**TASK MATERIAL:**
***
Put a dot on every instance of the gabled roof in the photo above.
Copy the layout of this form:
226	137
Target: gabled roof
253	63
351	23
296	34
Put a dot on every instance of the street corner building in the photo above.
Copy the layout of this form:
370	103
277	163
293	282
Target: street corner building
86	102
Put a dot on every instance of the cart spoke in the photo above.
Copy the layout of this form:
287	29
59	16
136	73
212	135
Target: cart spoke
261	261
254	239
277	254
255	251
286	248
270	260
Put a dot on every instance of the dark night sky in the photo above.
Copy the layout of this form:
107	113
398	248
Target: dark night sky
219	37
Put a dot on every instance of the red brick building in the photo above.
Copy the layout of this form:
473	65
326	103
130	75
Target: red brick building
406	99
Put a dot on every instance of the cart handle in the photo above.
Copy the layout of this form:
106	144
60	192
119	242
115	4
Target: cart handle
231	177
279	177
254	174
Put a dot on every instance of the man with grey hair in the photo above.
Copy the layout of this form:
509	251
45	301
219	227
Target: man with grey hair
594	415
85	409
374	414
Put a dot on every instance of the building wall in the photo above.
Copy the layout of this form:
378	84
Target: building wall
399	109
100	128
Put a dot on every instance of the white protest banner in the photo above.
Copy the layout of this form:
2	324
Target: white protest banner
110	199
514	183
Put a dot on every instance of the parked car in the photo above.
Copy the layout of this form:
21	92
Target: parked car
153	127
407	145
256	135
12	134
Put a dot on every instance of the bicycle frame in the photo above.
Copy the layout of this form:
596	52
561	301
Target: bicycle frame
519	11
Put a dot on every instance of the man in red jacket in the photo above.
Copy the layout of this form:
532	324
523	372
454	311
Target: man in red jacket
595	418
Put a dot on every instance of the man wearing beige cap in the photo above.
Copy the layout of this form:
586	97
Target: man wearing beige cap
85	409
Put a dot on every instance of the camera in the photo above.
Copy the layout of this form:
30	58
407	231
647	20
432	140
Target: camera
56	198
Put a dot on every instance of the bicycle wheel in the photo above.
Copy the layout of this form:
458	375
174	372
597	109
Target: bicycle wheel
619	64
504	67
***
**REQUIRED WORK:** Each record above needs to be transcribed word for word.

**TASK RESPONSE:**
Put a dot on every instance of the gabled roof in the photo above.
Copy the layout of this form:
226	137
Target: gabled roof
253	63
351	23
296	34
Put a dot on every instance of the street corner building in the photo above.
Copy the layout of this form:
370	103
277	163
293	282
Target: street corner building
86	102
Put a dot on every instance of the cart spoke in the photo above.
Copy the layout of this form:
287	29
59	16
136	73
212	135
Target: cart spoke
261	261
254	239
277	254
255	251
286	248
270	260
Put a dot on every instance of the dark night sky in the photo above.
Copy the layout of this form:
107	113
398	248
Target: dark night sky
219	37
Put a dot on every instance of the red brick building in the photo above.
Copy the layout of this form:
473	65
326	103
130	75
Target: red brick building
406	99
Put a dot on every instance of the cart handle in the photo above.
Copy the layout of this form:
106	144
60	192
119	242
115	4
Target: cart handle
231	177
279	177
254	174
Put a dot on every instance of the man with grey hair in the photo above.
Copy the layout of this form:
509	251
45	301
219	227
Target: man with grey hair
594	415
85	409
374	414
Put a dot on every instance of the building wall in the photo above.
Copy the layout of this form:
378	84
Target: building wall
399	109
100	128
Put a dot on every instance of the white protest banner in the photo above.
Copy the layout of this form:
2	324
Target: white protest banner
110	199
514	183
Put a dot on every instance of the parked car in the photo above.
Copy the layout of this form:
21	92
Target: parked car
153	127
407	145
256	135
12	134
Put a dot on every instance of the bicycle frame in the photo above.
Copy the layout of this form:
596	52
561	301
Target: bicycle frame
519	11
Put a dot on every instance of the man in red jacket in the photo above.
Copy the layout of this form:
532	324
523	372
454	311
Target: man in red jacket
595	418
Put a dot on every instance of the man wearing beige cap in the photo above.
Copy the layout of this form:
586	97
Target: man wearing beige cap
85	409
Put a dot on every instance of the camera in the photo above.
Copy the layout of this form:
30	58
407	231
647	20
432	140
Target: camera
56	198
Put a dot on every instance of the bicycle wheel in the photo above.
Copy the layout of this form:
458	375
174	372
597	109
Target: bicycle wheel
619	64
504	67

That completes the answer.